Package name	`nio-redis`
Proposed Maturity Level	Incubating
License	Apache 2
Dependencies	SwiftNIO 2.x, Server Logging API 0.1.x

Introduction

NIORedis is a module providing general implementations for connecting to Redis and executing
commands against an instance using its proprietary Redis Seralization Protocol (RESP).

These types are designed to work in a request / response loop, representing individual connections to Redis.

The goal of this library is to provide a semi-low level API to work with Redis, while still feeling like a normal Swift package that can be used as-is.

Motivation

Implementations of Swift Redis clients have been around for as long as Swift has, but most have been abandoned, rely on Objective-C runtimes, or use C libraries.

All of the currently maintained libraries either have framework specific dependencies, are not built with NIO, or do not provide enough extensibility while providing "out of the box" capabilities.

Existing Solutions

Proposed Solution

NIORedis provides the essential types for interacting with RESP and building NIO Channel pipelines for communicating with Redis, with default implementations designed to cover most use cases.

RESPValue

RESPValue represents the different types outlined in Redis' protocol as an enum.

public enum RESPValue {
    case null
    case simpleString(String)

......

◆ Stated goal:
Please quote the nio-redis proposal above, beginning at the words "Implementations of Swift" and stopping after the words "use C libraries.".

◆ Supplied information:
......

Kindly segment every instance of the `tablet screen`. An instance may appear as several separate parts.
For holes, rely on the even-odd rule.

......

◆ Written reply:
Implementations of Swift Redis clients have been around for as long as Swift has, but most have been abandoned, rely on Objective-C runtimes, or use C libraries.